[A block of data]
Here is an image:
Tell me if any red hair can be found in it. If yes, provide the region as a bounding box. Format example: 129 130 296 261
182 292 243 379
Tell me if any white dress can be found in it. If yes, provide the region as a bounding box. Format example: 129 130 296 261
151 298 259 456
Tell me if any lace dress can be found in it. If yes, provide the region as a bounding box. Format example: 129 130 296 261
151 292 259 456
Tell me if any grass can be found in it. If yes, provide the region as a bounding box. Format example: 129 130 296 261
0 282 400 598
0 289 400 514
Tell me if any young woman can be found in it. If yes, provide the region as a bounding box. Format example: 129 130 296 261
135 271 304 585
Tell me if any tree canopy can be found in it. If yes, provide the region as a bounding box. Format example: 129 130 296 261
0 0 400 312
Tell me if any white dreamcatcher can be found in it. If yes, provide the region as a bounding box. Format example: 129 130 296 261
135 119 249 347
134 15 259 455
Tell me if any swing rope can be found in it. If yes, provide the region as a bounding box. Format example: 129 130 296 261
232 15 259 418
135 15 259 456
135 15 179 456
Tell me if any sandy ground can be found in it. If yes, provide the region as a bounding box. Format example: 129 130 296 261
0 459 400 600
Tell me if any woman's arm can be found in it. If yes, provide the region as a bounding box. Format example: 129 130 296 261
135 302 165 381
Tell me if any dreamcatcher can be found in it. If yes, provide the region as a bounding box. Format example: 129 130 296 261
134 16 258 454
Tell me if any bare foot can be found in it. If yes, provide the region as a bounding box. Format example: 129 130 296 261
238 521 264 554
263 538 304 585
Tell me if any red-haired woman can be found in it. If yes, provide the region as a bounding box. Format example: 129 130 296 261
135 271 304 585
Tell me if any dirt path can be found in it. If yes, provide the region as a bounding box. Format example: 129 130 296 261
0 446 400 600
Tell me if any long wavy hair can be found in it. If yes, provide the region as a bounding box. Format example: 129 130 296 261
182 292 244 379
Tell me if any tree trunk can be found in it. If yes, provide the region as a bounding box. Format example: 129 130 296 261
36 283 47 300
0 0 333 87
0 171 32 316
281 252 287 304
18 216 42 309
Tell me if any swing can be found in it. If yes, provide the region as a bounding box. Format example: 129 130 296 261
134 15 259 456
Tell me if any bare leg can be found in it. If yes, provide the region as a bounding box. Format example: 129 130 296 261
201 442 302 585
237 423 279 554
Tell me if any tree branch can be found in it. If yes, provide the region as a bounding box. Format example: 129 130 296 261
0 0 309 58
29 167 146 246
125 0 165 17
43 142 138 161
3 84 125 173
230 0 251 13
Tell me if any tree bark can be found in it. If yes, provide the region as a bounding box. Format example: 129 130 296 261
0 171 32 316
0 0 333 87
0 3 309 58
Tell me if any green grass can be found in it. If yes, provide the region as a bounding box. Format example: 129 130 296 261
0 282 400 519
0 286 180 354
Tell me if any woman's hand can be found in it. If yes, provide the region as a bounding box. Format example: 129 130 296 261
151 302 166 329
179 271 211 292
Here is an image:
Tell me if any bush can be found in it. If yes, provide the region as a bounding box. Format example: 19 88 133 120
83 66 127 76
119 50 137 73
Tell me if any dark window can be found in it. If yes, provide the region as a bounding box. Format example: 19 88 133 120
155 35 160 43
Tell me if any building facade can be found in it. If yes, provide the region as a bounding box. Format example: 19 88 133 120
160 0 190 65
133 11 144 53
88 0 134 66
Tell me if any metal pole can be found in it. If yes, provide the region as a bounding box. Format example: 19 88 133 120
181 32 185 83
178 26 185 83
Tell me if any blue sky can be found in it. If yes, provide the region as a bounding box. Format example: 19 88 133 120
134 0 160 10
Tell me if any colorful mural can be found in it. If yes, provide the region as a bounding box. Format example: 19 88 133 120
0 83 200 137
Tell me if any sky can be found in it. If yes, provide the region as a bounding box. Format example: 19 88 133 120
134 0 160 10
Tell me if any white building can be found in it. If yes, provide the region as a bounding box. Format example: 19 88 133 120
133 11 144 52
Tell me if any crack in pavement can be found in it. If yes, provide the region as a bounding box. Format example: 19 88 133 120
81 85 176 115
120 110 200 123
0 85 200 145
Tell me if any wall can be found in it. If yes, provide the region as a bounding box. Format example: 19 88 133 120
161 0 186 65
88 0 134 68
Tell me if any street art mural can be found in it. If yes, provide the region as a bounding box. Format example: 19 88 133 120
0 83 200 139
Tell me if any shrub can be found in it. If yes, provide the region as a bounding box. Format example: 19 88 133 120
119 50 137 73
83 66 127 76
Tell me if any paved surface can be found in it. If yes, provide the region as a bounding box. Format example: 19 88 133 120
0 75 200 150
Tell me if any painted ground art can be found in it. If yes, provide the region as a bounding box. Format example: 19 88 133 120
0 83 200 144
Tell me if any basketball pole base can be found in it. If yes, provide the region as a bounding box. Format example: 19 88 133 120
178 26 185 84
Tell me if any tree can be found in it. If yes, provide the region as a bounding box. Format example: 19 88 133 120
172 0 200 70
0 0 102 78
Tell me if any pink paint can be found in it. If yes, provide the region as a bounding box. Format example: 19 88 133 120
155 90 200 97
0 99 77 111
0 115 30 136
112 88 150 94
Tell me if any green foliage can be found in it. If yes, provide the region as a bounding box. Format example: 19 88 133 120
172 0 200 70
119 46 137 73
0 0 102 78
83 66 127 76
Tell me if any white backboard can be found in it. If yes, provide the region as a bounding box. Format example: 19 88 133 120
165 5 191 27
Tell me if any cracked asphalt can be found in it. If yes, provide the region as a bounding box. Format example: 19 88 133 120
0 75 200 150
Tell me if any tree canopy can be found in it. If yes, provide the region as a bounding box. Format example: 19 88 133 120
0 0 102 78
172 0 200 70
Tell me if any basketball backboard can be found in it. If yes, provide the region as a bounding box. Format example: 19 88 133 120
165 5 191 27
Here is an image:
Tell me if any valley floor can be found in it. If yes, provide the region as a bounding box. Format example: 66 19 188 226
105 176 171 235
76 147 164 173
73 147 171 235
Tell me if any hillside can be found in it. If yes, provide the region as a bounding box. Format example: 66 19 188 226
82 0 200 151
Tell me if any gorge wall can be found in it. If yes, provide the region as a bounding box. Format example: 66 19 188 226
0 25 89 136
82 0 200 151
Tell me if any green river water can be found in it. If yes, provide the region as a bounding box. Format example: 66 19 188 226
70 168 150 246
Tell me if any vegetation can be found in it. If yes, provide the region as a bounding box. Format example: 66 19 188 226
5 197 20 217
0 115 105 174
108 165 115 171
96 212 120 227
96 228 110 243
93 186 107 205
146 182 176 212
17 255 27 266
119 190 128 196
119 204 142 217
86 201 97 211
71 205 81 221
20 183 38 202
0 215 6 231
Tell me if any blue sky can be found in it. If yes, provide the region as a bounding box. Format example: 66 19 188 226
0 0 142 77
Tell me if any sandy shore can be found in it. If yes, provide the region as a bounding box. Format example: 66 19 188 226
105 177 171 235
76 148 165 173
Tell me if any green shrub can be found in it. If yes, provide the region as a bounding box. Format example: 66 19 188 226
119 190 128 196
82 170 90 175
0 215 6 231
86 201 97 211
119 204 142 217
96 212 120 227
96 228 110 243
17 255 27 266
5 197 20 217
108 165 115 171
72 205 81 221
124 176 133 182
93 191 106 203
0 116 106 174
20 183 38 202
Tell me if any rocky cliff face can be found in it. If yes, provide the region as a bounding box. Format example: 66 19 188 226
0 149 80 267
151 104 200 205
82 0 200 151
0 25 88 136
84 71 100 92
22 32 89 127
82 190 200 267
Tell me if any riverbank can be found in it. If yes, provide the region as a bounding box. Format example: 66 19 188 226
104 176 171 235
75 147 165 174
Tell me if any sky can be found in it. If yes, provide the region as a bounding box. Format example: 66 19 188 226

What you are asked to do
Please quote the lines above word for word, from the very first line through the line containing "151 298 259 456", including both.

Final result
Here is an image:
Tell me if any red hair can be found in it. If yes, provide the region as a bounding box. Format example: 129 130 296 261
182 292 243 379
Tell me if any white dress can be found in it. If yes, provide the region as a bounding box. Format example: 129 130 296 261
151 298 259 456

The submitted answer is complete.